** BEGIN Data to use **

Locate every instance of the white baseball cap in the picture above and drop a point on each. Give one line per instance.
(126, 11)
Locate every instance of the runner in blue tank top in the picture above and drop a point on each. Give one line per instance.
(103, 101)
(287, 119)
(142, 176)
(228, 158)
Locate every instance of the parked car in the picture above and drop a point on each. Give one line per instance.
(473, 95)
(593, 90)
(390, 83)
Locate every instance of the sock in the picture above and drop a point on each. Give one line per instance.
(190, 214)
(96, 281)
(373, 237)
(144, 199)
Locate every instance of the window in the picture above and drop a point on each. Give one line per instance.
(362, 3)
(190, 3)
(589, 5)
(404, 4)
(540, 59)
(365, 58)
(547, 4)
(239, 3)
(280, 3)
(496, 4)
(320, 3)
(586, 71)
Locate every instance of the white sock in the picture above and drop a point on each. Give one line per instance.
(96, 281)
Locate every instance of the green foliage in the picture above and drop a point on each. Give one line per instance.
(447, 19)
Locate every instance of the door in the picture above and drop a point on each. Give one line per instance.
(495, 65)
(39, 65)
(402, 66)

** END Data to use **

Reproduce the records above verbatim, keeping every line in its original order.

Finished task ▸
Locate every instance of the white baseball cap in the picture above and drop a point on each. Give one line per instance.
(126, 11)
Locate every instance of the runner in blue tank top in the picture above and drop a point on each. Give one line per instance.
(103, 101)
(287, 119)
(142, 176)
(228, 158)
Locate every instance of the parked car in the picture above and drop a point on each. Give one line per instance.
(473, 95)
(593, 90)
(390, 83)
Locate every instance of the sock in the picture above and drop a point on each. Give one line per instance.
(190, 214)
(96, 281)
(373, 237)
(144, 199)
Locate every instance of the window in the picture above and drop a point on each. Give one line per instance.
(362, 3)
(190, 3)
(589, 5)
(404, 4)
(540, 59)
(365, 58)
(547, 4)
(239, 3)
(280, 3)
(496, 4)
(320, 3)
(586, 71)
Locate every instance of the white sock in the picture above and drop a point on each. Give one line per instance.
(96, 281)
Locate every instance of the green foliage in the picture above and drop a point on each. Give one line per instance.
(447, 19)
Locate every instance of the door in the picture above and drop a point on each. Give one line per instance.
(495, 65)
(39, 65)
(402, 66)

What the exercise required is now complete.